**Task prompt:** Only the lines from the one containing "TARGET = white cloud" through the end of the entries should be returned, exactly as they are, with the pictures omitted.

## BEGIN Supplied data

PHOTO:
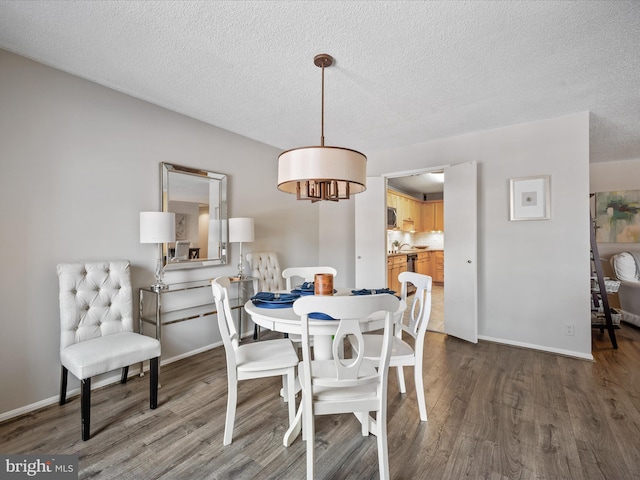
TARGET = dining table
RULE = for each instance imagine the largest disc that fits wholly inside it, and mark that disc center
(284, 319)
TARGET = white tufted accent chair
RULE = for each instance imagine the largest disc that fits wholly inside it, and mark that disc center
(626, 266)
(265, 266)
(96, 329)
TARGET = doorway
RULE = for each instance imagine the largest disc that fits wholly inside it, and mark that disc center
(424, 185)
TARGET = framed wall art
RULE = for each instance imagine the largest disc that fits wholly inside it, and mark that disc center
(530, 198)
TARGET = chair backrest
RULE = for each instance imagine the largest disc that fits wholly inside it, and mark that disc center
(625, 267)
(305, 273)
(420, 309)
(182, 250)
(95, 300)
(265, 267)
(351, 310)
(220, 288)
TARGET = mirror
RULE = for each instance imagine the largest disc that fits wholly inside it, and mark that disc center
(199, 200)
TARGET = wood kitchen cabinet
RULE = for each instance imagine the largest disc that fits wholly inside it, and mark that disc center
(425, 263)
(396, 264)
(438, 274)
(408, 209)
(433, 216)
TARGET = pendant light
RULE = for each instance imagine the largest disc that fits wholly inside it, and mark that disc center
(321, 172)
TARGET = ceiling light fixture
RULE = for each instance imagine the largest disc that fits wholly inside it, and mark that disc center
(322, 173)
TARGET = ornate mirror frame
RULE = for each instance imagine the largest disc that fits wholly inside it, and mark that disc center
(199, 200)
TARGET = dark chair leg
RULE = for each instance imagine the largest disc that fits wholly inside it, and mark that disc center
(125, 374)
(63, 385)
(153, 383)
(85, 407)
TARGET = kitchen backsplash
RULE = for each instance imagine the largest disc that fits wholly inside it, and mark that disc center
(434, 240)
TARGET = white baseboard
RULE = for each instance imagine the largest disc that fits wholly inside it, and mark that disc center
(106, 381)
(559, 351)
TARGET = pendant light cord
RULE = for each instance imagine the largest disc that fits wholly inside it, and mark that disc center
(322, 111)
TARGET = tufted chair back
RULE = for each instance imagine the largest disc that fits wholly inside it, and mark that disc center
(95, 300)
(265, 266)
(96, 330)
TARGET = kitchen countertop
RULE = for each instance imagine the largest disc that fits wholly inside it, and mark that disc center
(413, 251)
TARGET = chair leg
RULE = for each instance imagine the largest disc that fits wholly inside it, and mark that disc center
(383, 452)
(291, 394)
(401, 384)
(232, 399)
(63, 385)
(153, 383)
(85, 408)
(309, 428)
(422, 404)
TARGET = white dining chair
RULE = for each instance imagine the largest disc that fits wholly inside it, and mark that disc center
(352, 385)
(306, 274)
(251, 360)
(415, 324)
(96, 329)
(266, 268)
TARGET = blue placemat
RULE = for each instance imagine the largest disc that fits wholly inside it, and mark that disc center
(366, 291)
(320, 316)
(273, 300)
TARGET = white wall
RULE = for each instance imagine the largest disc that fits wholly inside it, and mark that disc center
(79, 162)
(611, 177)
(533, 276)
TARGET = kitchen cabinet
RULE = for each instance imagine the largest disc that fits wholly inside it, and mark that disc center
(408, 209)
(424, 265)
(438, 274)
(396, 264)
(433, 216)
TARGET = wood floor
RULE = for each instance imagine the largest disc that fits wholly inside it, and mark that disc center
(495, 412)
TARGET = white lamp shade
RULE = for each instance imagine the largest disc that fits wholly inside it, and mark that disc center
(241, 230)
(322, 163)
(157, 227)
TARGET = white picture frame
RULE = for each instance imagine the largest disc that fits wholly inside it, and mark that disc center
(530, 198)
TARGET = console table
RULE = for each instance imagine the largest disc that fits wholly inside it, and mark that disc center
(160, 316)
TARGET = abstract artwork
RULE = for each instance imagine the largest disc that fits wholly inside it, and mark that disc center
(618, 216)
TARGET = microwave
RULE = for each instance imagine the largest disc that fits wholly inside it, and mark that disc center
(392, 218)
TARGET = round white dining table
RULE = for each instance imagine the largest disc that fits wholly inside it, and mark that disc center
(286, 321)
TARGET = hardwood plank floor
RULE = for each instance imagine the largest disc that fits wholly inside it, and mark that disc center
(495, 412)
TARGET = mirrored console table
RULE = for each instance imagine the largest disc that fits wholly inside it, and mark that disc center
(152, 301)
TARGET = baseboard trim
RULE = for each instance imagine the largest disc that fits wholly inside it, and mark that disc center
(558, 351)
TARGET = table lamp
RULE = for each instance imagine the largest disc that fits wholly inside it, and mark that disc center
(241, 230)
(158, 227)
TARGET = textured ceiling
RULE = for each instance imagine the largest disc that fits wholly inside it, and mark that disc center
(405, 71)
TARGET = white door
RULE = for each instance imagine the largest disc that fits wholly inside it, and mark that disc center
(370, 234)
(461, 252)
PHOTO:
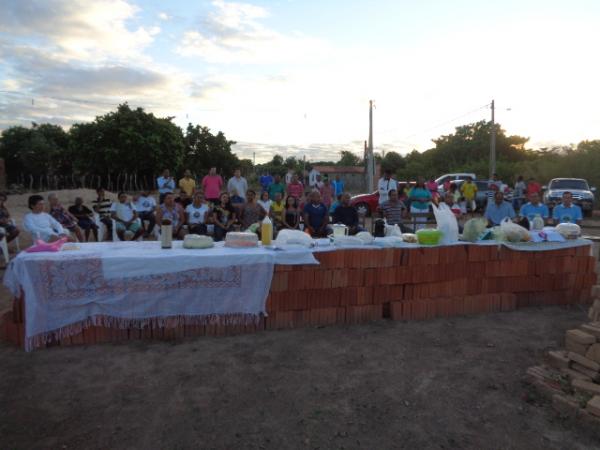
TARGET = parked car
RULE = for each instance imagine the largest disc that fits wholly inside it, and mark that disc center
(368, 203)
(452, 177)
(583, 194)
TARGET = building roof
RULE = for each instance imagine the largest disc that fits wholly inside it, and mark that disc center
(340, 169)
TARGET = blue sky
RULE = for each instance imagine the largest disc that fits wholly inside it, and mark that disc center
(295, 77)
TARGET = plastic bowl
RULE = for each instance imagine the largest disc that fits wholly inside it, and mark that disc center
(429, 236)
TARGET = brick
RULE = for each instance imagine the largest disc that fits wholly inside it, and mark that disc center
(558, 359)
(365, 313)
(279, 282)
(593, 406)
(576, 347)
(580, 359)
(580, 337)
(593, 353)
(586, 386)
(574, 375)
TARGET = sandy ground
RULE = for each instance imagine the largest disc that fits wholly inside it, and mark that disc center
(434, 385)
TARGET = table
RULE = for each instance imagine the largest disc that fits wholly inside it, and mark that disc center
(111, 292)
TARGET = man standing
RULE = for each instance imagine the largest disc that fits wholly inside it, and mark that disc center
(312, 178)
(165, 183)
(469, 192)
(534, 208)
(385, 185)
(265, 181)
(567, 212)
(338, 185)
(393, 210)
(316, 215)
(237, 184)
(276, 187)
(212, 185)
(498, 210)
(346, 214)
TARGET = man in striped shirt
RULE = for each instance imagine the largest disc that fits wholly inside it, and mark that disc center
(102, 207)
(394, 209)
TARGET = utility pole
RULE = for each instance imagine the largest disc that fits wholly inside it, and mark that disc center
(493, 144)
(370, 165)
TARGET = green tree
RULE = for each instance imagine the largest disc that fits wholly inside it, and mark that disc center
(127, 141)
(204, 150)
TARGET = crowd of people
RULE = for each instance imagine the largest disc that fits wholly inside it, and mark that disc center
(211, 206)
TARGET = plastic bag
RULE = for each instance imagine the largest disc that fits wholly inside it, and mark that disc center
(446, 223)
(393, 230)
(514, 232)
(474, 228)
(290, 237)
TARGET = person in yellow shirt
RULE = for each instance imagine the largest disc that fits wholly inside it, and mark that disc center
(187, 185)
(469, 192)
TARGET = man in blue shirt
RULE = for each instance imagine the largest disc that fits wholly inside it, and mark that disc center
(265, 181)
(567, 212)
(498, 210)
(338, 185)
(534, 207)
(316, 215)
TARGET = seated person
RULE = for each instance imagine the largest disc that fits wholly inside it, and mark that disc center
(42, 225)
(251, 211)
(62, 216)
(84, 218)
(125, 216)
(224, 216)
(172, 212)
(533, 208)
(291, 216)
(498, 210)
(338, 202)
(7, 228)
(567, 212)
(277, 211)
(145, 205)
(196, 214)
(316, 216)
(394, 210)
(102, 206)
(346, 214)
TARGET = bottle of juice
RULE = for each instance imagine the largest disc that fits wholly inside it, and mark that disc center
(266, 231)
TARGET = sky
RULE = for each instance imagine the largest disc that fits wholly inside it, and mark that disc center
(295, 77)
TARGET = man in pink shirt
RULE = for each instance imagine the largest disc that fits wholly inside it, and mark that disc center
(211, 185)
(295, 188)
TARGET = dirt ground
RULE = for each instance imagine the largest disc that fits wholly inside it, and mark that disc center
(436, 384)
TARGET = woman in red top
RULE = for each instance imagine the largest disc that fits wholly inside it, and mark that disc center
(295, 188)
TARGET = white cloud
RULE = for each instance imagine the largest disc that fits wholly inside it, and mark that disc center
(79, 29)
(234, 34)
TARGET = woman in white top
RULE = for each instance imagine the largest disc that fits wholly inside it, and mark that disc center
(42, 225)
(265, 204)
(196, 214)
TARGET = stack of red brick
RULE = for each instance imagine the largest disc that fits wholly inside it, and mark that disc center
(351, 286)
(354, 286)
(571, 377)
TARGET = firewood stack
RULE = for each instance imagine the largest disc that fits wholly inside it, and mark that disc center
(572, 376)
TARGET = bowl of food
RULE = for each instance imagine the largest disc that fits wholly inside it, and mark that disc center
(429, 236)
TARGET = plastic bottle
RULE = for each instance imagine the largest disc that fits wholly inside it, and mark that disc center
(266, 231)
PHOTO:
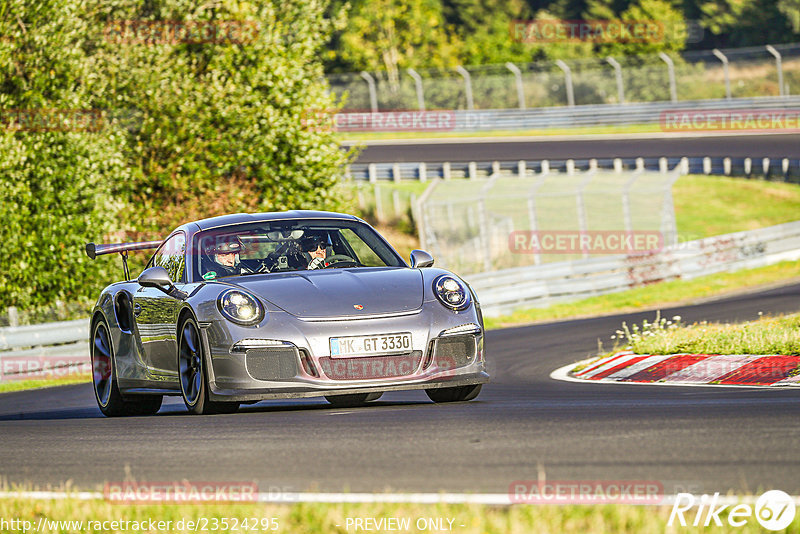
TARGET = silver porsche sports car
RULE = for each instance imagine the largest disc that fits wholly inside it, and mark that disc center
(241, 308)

## END Supplied data

**The reply:**
TARGET = white cloud
RULE = for each instance imagine the largest disc that fits wholly inside it, and mark that disc center
(79, 29)
(234, 34)
TARGET = woman in white top
RULE = for each instance imagine the largest disc that fits wholly inside it, and mark that disc center
(42, 225)
(265, 204)
(196, 214)
TARGET = stack of red brick
RULE = for each instance imagine the largest disc that fits wholly inside it, and mark that disc center
(351, 286)
(354, 286)
(571, 377)
TARGET = firewood stack
RULE = for each instance imagine the largest disc that fits wholly inside it, and mark that disc center
(572, 376)
TARGET = bowl of food
RULE = for each instance imagine the largest disc that fits wholly inside it, and mark that disc center
(429, 236)
TARGET = plastic bottle
RULE = for each instance imagine the largest disc that fits wholly inside it, and mark that disc center
(266, 231)
PHOTO:
TARGET = silver porsche sports car
RULE = for each instance imagine the largest disc that fits wholly inside it, and mark that disc center
(241, 308)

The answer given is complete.